**WHAT TO DO**
Please copy everything in the records below word for word, from the very start down to the line containing "[245,156,329,171]", including that line.

**RECORDS FOR THIS TASK**
Begin

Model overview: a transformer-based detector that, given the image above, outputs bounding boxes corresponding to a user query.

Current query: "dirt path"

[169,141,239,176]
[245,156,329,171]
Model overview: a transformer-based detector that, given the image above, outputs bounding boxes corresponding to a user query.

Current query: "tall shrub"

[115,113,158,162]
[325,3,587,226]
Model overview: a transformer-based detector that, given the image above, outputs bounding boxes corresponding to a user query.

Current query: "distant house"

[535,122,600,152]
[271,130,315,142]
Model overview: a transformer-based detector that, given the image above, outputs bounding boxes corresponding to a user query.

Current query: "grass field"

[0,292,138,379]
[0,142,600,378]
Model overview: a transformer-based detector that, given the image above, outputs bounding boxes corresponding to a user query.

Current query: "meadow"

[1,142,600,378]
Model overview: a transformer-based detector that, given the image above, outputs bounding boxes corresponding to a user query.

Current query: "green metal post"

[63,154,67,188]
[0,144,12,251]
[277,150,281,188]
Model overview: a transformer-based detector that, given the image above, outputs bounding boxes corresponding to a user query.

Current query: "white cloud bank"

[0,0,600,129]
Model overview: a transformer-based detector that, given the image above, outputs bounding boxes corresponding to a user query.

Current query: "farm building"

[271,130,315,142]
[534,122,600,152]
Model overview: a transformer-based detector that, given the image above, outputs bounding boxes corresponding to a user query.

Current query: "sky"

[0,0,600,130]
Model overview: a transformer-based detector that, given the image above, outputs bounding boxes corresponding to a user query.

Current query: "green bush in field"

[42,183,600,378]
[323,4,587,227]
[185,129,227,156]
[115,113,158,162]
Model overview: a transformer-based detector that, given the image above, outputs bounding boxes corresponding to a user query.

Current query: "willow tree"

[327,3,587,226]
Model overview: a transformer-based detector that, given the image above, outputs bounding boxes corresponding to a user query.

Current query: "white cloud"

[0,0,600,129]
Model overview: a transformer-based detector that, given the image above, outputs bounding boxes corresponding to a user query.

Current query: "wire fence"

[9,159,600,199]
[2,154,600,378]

End

**EXERCISE ANSWER**
Model overview: a transformer-based detector that, given the image above, outputs bounding boxes corresponding to a user query.

Current query: "dirt path"

[169,141,239,176]
[245,156,329,171]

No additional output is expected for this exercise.